» AIM OF THE TASK
Copy out the records that follow, leaving every character as it is.

[Extracted data entries]
**********
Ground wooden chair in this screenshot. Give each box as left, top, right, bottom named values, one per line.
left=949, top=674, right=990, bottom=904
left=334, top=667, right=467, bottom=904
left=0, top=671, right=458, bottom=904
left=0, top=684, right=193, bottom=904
**********
» EXERCISE ANSWER
Ground wooden chair in this screenshot. Give each box as left, top, right, bottom named values, one per line.
left=949, top=674, right=990, bottom=904
left=334, top=667, right=467, bottom=904
left=0, top=671, right=458, bottom=904
left=0, top=684, right=193, bottom=904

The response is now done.